:: The problem ::
Nothing but a full, exact copy of the data is needed.

(Source data)

──────────────────────────────

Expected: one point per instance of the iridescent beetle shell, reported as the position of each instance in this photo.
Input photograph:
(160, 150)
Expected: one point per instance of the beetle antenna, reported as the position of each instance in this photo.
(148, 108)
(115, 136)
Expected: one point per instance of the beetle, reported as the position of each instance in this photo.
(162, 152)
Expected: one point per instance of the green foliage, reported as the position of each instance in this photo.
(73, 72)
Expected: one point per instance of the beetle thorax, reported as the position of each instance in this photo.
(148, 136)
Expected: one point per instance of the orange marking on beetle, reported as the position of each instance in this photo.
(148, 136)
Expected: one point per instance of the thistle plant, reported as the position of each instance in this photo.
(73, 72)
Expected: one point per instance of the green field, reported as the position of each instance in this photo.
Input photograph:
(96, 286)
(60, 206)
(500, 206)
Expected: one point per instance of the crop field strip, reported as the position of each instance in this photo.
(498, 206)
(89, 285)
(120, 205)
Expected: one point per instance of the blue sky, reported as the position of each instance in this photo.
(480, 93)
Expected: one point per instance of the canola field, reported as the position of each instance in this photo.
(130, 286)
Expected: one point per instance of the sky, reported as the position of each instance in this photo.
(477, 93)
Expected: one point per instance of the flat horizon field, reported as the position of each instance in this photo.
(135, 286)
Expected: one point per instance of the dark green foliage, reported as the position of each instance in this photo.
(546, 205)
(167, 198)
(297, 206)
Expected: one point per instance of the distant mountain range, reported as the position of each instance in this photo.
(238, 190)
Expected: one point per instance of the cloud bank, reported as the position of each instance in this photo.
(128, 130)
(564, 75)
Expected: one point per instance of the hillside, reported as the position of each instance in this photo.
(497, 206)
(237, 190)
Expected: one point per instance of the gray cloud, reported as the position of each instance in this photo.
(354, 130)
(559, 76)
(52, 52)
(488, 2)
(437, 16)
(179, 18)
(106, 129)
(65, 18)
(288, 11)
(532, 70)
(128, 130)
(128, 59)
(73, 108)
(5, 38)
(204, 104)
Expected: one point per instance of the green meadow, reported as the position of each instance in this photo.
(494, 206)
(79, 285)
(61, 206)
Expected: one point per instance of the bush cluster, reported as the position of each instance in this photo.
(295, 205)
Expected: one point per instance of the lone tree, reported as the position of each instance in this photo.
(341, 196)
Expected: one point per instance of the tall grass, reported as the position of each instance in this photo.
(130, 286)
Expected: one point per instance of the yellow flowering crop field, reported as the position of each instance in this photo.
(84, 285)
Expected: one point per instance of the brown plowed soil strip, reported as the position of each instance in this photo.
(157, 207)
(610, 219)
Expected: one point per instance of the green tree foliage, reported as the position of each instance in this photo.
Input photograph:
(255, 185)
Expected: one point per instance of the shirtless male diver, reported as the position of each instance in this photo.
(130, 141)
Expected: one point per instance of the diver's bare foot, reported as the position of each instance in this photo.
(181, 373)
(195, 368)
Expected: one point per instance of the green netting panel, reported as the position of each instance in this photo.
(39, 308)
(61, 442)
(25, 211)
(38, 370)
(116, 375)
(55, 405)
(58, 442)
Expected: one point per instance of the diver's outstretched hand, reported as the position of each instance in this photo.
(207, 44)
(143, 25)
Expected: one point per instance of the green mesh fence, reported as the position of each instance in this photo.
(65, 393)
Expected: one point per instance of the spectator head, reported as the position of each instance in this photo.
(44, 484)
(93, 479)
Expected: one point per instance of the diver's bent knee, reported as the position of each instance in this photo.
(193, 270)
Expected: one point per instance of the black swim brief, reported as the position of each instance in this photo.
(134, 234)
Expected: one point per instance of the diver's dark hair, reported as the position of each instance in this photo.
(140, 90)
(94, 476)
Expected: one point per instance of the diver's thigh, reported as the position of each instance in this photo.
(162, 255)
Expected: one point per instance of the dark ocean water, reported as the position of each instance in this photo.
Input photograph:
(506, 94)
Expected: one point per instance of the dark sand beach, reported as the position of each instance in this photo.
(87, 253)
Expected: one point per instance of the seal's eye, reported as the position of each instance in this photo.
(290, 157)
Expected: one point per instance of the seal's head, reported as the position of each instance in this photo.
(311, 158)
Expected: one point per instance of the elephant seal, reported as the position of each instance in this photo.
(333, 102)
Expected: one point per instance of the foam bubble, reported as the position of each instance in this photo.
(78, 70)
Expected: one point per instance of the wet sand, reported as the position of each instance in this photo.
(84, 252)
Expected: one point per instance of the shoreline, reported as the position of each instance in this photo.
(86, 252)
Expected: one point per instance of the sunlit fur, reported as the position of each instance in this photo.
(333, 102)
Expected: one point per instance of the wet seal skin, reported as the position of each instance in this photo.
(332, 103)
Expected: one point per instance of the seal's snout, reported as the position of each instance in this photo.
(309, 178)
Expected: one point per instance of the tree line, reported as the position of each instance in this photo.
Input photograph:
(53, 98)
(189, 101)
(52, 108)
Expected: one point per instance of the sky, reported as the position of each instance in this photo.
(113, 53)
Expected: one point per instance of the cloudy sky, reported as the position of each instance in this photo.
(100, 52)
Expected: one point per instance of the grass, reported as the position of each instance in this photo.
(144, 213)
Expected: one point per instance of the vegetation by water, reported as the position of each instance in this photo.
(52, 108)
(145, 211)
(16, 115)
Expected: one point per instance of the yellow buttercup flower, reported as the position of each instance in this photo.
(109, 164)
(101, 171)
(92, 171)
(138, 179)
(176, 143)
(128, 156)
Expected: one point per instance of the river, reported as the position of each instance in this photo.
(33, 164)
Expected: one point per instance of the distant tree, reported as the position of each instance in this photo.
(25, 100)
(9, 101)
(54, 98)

──────────────────────────────

:: Response to the exercise ::
Expected: one point per instance of the iridescent beetle shell, reported as the position of each instance in this photo.
Input photograph:
(160, 150)
Expected: one point per instance of the beetle antenna, reported as the position of each instance in this photo.
(148, 108)
(115, 136)
Expected: one point per instance of the beetle, reported as the position of each instance in this photo.
(162, 152)
Expected: one point per instance of the green foliage, reported as the position of each instance in this photo.
(73, 72)
Expected: one point per instance of the beetle thorax, reported as the position of each instance in this photo.
(148, 136)
Expected: one point per instance of the orange marking on beetle, reported as the position of each instance in this photo.
(148, 136)
Expected: one point per instance of the thistle plant, reported as the position of each instance in this photo.
(73, 72)
Expected: one point per instance of the green field, reported as the position of each instance in this photo.
Input photograph:
(96, 286)
(60, 206)
(500, 206)
Expected: one point per instance of the crop field strip, reported as the position of each instance in this photo.
(498, 206)
(89, 285)
(120, 205)
Expected: one point per instance of the blue sky, reported as the position of each instance in this photo.
(480, 93)
Expected: one point per instance of the canola field, reported as the position of each instance in this photo.
(130, 286)
Expected: one point per instance of the sky, reported as the position of each instance in this photo.
(477, 93)
Expected: one point per instance of the flat horizon field, reported as the position of each instance in this photo.
(135, 286)
Expected: one point per instance of the dark green foliage, reported as the position of each instance in this photo.
(546, 205)
(167, 198)
(297, 206)
Expected: one point per instance of the distant mountain range, reported as the position of each instance in this photo.
(238, 190)
Expected: one point per instance of the cloud bank, reported as the position of each instance in this photo.
(128, 130)
(564, 75)
Expected: one point per instance of the hillside, reported as the position of each instance in this photo.
(497, 206)
(237, 190)
Expected: one point per instance of the gray cloud, reported as the position of each instance in this photo.
(354, 130)
(559, 76)
(52, 52)
(488, 2)
(437, 16)
(179, 18)
(106, 129)
(65, 18)
(288, 11)
(532, 70)
(128, 130)
(128, 59)
(73, 108)
(5, 38)
(204, 104)
Expected: one point per instance of the green meadow, reported as the position of each instance in this photo.
(494, 206)
(79, 285)
(61, 206)
Expected: one point per instance of the bush cluster, reported as the position of each instance in this photo.
(295, 205)
Expected: one point per instance of the lone tree, reported as the position of each instance in this photo.
(341, 196)
Expected: one point per instance of the tall grass, reported as the position of each instance in this photo.
(130, 286)
Expected: one point per instance of the yellow flowering crop field, reported as the position of each instance in this photo.
(84, 285)
Expected: one point per instance of the brown plowed soil strip, reported as the position of each instance in this photo.
(157, 207)
(610, 219)
Expected: one point per instance of the green tree foliage, reported as the position of each instance in this photo.
Input photograph:
(255, 185)
Expected: one point per instance of the shirtless male diver, reported as the position of each instance in this photo.
(130, 141)
Expected: one point per instance of the diver's bare foot, reported as the position of each instance in this photo.
(181, 373)
(195, 368)
Expected: one point per instance of the green netting panel, reported as the position of each instance in this photo.
(39, 308)
(61, 442)
(25, 211)
(38, 370)
(116, 375)
(55, 405)
(58, 442)
Expected: one point per instance of the diver's outstretched hand, reported as the position of each instance in this photo.
(207, 44)
(143, 25)
Expected: one point per instance of the green mesh fence, reported as the position of each instance in this photo.
(65, 393)
Expected: one point per instance of the spectator head, reported as the position of each instance in this photo.
(44, 484)
(93, 479)
Expected: one point per instance of the diver's bent knee, reported as the position of each instance in this photo.
(193, 270)
Expected: one point per instance of the black swim brief, reported as the position of each instance in this photo.
(134, 234)
Expected: one point per instance of the diver's dark hair, reported as the position of each instance in this photo.
(140, 90)
(94, 476)
Expected: one point per instance of the diver's thigh, reported as the position of each instance in this photo.
(162, 255)
Expected: one point per instance of the dark ocean water, reported as the position of each instance in this photo.
Input photograph:
(506, 94)
Expected: one point per instance of the dark sand beach, reported as the position of each instance in this photo.
(87, 253)
Expected: one point per instance of the seal's eye, reported as the position of each instance in this photo.
(290, 157)
Expected: one point per instance of the seal's head, reported as the position of each instance in this photo.
(311, 158)
Expected: one point per instance of the elephant seal, reported as the position of each instance in this photo.
(333, 102)
Expected: one point per instance of the foam bubble, reported as the position of each instance in this photo.
(78, 70)
Expected: one point per instance of the wet sand, reported as the position of each instance in this photo.
(84, 252)
Expected: one point per instance of the shoreline, reported as the position of each instance in this photo.
(86, 252)
Expected: one point per instance of the sunlit fur, reported as the position of each instance in this photo.
(333, 102)
Expected: one point per instance of the wet seal skin, reported as the position of each instance in this photo.
(332, 103)
Expected: one point per instance of the seal's snout, reported as the position of each instance in this photo.
(309, 178)
Expected: one point per instance of the tree line, reported as the position of each instance in this photo.
Input photograph:
(53, 98)
(189, 101)
(52, 108)
Expected: one point per instance of the sky, reported as the position of each instance in this photo.
(113, 53)
Expected: one point per instance of the cloudy sky, reported as the position of each instance in this photo.
(100, 52)
Expected: one point per instance of the grass, reported as the position of each instance in this photo.
(144, 213)
Expected: one point per instance of the vegetation by water, reported as the position of each instance in this photo.
(52, 108)
(145, 211)
(16, 115)
Expected: one point per instance of the yellow buttercup flower, reported as the position of each instance in this photo.
(109, 164)
(101, 171)
(92, 171)
(138, 179)
(176, 143)
(128, 156)
Expected: one point per instance of the river, reported as the position of each instance in this photo.
(33, 164)
Expected: one point per instance of the distant tree, reported as the position of each instance in this photo.
(25, 100)
(9, 101)
(54, 98)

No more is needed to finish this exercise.